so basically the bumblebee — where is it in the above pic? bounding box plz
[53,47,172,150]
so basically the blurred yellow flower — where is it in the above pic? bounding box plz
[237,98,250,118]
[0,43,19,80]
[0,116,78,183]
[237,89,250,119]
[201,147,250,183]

__Problem to work on__: Retype each record exactly, leaving nothing out.

__Output of the exercise__:
so basically the bumblebee — where is it in the above pic? bounding box plz
[53,47,172,150]
so basically the blurred yellow flower — where is it in the above pic? bounding box plz
[237,98,250,118]
[0,43,19,80]
[0,116,78,183]
[237,89,250,119]
[201,147,250,183]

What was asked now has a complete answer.